======== Listed records ========

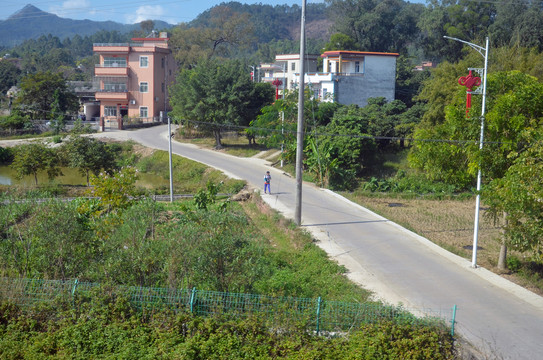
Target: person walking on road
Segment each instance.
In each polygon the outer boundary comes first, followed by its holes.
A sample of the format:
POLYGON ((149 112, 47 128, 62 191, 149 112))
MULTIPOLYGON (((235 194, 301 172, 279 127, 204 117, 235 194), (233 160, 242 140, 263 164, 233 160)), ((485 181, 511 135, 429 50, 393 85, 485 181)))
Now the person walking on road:
POLYGON ((266 189, 268 190, 267 193, 271 194, 270 181, 271 181, 270 172, 266 171, 266 175, 264 175, 264 194, 266 194, 266 189))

========

How many lines of the data above include the word "each"? Only that number should be returned.

▶ [Task result]:
2